## Data rows
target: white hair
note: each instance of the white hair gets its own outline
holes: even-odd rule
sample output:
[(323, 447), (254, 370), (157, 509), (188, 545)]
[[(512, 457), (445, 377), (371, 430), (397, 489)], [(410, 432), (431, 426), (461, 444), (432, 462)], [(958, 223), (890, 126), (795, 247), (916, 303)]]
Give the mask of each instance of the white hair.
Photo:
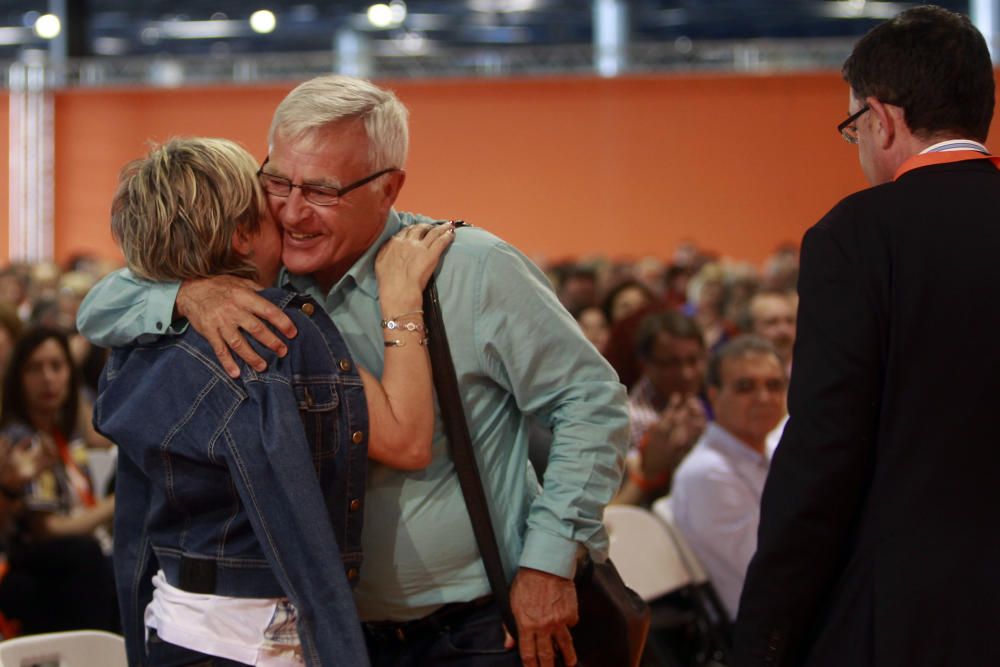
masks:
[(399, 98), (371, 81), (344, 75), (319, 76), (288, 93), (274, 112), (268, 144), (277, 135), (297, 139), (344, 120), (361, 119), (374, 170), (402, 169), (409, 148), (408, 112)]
---
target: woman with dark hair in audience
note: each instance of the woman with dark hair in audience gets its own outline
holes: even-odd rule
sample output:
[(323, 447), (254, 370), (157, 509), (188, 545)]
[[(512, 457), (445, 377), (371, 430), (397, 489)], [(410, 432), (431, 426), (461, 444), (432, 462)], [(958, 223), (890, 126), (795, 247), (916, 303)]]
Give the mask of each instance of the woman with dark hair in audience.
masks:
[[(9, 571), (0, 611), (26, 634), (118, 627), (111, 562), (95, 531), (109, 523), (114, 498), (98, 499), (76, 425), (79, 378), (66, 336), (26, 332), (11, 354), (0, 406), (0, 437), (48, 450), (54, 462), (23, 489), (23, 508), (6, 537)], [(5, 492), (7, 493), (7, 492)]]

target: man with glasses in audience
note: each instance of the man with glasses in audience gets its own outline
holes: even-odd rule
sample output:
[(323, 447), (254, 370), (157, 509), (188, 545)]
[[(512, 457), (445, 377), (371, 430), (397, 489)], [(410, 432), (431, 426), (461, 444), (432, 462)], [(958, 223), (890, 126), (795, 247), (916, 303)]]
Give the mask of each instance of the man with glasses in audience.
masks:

## Task brief
From the rows above, extract each line that contains the string "gets" and copy it in full. Matches must have the same case.

## Written response
note: each instance of the white hair gets its own outline
note: each instance of the woman with dark hair in audience gets its own outline
note: each instance of the man with glasses in audience gets its own outline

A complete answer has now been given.